▶ **Supplied text**:
*** Begin section ***

Nicholas, or Nicolas Flamel, was a French alchemist who lived in the fifteenth century. His life is no myth: his house in Paris, built in 1407, still stands, at 51 rue de Montmorency, where it has been made into a restaurant. His deeds, though, are the stuff of legend.
Flamel is supposed to have been the most accomplished of the European alchemists. It is claimed that he succeeded at the two magical goals of alchemy supposed to have been the chief aims of that pseudoscience: he made the Philosopher's Stone that turns lead into gold, and he and his wife Perenelle achieved immortality.
Flamel is supposed to have received a mysterious book from a stranger, full of qabalistic words, in Greek and Hebrew. Flamel made the understanding of this text of lost secrets his life's work, travelling to universities in Andalusia to consult with Jewish and Muslim authorities. In Spain, he met a mysterious master who taught him the art of understanding his manuscript.

*** End section ***

▶ **Exercise brief**: Write out the passage on Nicolas Flamel word for word, starting at the words "Flamel is supposed to have been" and ending after "understanding his manuscript.".

▶ **Information**:
*** Begin section ***

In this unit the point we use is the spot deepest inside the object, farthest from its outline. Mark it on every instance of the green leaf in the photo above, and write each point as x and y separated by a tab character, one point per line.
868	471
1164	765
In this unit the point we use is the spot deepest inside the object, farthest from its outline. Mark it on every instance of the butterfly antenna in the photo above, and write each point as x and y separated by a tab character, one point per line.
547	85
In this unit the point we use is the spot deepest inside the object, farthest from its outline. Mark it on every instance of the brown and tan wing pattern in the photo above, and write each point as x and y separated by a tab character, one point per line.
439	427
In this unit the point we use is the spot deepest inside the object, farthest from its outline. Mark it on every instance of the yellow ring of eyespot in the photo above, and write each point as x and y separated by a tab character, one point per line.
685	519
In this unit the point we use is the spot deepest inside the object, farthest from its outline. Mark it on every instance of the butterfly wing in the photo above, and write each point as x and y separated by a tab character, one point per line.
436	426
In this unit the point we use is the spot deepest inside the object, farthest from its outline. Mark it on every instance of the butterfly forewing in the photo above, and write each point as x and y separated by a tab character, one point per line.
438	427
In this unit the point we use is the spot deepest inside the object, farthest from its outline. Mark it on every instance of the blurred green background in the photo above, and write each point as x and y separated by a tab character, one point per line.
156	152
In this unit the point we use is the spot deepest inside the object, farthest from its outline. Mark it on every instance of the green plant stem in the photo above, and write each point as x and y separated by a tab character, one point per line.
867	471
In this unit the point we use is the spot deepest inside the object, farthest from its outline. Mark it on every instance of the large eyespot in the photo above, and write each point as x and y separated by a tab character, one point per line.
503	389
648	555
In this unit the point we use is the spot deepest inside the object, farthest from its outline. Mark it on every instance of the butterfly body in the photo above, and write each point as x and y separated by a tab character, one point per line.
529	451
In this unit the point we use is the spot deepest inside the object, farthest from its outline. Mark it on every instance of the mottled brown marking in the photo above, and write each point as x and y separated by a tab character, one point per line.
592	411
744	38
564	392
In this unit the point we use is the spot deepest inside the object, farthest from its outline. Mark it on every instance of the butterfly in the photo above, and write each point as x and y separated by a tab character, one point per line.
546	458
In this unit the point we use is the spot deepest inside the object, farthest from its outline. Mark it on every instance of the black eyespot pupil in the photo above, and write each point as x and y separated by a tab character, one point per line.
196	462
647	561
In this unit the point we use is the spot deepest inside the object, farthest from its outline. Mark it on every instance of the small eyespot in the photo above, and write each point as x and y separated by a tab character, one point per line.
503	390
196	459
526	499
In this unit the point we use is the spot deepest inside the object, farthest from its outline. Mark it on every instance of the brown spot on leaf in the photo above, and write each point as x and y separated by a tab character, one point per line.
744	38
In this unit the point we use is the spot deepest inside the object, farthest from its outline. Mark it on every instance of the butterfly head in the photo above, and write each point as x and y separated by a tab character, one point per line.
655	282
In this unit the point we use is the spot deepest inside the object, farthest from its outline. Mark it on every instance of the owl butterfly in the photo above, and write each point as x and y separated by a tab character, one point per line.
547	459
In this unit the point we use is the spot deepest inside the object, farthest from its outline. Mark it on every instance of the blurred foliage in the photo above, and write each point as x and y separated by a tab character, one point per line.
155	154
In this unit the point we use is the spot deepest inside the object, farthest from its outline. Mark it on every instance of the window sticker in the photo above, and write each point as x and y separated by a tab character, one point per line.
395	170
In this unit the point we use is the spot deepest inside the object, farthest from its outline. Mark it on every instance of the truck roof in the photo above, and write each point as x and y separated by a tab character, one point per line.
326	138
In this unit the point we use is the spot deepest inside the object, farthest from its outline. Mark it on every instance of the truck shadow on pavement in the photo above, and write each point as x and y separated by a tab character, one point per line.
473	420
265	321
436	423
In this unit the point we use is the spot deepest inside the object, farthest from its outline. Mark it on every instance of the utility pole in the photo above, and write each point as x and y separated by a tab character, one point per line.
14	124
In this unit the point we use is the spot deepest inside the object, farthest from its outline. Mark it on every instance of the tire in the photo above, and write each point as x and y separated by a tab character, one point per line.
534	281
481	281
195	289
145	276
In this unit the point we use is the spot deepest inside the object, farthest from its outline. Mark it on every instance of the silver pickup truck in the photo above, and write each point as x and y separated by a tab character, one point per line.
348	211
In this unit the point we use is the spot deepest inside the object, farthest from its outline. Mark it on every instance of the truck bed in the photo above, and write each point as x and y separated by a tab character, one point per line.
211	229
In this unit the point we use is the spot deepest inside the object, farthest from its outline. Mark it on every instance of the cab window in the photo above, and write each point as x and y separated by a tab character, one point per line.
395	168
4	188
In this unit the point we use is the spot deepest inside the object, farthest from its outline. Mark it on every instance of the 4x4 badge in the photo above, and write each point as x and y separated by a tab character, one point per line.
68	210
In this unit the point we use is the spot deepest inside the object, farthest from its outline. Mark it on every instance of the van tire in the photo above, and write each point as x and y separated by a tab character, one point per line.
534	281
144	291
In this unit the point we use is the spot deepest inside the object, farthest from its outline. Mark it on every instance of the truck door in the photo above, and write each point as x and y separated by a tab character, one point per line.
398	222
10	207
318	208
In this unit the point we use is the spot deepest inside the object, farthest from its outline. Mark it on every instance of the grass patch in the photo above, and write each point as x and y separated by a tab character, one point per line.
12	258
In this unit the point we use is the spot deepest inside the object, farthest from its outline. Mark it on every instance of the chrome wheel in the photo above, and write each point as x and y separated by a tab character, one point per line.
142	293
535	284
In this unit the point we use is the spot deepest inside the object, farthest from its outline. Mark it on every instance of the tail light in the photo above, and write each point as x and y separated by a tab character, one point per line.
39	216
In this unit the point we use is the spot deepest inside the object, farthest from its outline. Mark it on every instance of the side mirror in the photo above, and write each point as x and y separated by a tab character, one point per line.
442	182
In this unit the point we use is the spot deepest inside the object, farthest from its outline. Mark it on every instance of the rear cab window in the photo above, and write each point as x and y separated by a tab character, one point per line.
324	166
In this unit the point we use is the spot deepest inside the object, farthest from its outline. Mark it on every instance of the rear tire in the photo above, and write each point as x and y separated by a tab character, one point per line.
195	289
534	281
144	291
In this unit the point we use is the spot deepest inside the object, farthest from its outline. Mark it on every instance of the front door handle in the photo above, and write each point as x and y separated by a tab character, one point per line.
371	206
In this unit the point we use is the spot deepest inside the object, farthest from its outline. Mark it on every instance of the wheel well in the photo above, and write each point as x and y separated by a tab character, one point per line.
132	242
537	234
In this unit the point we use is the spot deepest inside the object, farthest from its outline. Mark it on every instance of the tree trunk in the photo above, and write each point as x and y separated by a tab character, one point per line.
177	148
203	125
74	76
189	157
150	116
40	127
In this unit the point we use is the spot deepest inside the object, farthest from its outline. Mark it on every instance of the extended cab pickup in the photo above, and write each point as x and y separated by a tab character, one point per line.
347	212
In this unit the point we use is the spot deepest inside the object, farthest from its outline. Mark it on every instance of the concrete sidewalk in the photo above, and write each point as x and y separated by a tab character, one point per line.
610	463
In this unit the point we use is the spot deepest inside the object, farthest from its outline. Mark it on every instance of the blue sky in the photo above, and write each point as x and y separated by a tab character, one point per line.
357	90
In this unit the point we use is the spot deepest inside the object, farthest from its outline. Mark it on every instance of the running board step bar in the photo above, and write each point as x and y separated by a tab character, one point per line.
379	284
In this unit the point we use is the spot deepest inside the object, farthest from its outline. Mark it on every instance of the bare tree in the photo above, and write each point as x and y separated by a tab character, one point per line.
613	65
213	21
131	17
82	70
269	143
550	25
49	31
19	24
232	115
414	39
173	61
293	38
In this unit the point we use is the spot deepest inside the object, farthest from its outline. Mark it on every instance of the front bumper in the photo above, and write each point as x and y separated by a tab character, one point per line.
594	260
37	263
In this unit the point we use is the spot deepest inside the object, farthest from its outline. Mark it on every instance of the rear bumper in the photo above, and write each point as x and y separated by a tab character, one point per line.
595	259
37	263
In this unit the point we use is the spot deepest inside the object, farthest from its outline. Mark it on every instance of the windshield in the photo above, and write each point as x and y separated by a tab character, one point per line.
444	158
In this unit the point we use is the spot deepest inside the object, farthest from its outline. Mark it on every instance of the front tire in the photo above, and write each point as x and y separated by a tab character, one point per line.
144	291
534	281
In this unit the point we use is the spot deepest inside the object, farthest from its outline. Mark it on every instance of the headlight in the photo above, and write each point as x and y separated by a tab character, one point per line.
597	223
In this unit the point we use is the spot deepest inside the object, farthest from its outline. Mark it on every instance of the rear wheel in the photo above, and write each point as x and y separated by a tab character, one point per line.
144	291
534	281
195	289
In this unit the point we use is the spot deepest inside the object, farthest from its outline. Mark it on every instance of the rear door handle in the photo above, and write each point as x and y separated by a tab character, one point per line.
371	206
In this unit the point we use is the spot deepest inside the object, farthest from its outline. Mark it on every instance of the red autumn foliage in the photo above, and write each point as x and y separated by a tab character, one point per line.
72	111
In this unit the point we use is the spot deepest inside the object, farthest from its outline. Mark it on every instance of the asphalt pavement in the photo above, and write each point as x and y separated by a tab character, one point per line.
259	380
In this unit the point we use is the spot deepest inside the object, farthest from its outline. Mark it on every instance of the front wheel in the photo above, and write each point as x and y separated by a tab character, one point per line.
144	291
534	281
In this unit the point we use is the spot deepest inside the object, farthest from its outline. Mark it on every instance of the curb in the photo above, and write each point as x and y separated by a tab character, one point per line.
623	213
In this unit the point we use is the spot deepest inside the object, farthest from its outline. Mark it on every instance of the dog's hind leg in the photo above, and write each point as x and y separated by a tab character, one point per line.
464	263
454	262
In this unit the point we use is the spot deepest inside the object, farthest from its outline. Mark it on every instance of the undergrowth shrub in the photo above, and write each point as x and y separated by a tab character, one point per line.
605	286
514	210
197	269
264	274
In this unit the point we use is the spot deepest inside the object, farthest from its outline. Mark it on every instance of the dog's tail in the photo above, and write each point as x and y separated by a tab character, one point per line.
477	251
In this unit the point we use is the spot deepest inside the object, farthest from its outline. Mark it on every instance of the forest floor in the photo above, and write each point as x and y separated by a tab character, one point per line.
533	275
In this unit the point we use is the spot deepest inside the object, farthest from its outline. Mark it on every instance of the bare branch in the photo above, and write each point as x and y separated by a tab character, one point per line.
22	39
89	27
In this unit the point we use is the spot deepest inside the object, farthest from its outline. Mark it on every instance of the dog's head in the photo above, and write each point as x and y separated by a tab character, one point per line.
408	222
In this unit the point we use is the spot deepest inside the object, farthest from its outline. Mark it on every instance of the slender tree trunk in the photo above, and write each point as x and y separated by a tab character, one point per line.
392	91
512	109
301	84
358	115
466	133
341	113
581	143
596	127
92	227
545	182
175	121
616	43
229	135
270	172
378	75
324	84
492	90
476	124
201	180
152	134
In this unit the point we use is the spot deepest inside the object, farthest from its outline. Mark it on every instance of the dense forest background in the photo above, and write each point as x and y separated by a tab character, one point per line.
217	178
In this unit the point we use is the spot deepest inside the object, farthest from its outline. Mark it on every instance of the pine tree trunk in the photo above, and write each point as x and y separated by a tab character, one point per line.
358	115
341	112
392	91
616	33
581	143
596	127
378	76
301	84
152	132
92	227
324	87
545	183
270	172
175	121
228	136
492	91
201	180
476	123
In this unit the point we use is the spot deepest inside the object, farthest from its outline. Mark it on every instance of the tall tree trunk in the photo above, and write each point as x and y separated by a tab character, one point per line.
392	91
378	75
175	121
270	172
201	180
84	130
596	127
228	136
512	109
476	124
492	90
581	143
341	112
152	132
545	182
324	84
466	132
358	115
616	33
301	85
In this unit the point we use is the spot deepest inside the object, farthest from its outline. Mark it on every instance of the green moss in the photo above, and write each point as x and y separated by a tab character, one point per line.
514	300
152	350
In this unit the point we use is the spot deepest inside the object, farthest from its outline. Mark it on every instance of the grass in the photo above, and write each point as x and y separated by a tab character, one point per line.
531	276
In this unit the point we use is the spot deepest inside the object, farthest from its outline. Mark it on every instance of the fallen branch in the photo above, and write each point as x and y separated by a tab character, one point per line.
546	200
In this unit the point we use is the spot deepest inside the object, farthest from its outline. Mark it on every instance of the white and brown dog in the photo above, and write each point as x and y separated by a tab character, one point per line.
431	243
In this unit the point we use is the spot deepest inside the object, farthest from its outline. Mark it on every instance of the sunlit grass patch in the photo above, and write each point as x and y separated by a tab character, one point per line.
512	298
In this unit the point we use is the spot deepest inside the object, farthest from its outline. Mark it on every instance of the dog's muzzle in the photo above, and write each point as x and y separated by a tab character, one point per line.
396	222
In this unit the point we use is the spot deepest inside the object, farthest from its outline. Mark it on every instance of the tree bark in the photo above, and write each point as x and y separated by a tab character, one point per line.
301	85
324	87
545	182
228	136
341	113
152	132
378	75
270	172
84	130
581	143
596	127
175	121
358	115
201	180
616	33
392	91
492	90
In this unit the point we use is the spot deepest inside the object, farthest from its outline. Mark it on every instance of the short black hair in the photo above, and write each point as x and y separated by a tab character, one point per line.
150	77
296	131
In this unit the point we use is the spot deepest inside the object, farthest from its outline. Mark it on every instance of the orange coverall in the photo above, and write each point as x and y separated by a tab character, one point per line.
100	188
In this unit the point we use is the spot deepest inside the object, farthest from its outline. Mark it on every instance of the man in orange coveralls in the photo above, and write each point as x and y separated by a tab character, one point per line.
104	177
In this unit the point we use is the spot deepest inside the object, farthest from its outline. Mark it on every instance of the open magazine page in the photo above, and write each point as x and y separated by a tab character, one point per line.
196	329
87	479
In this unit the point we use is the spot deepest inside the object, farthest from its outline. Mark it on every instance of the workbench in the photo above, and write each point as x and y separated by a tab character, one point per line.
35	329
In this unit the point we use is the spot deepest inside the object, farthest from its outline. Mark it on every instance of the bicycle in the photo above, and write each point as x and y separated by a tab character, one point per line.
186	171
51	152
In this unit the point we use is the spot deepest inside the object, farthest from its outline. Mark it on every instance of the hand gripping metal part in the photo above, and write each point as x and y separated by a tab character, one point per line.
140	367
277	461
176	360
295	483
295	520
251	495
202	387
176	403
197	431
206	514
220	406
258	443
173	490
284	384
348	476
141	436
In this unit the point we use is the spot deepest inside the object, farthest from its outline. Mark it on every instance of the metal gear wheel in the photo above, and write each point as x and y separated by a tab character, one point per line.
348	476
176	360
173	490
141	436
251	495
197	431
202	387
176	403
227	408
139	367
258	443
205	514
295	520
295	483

*** End section ***

▶ **Exercise response**:
Flamel is supposed to have been the most accomplished of the European alchemists. It is claimed that he succeeded at the two magical goals of alchemy supposed to have been the chief aims of that pseudoscience: he made the Philosopher's Stone that turns lead into gold, and he and his wife Perenelle achieved immortality.
Flamel is supposed to have received a mysterious book from a stranger, full of qabalistic words, in Greek and Hebrew. Flamel made the understanding of this text of lost secrets his life's work, travelling to universities in Andalusia to consult with Jewish and Muslim authorities. In Spain, he met a mysterious master who taught him the art of understanding his manuscript.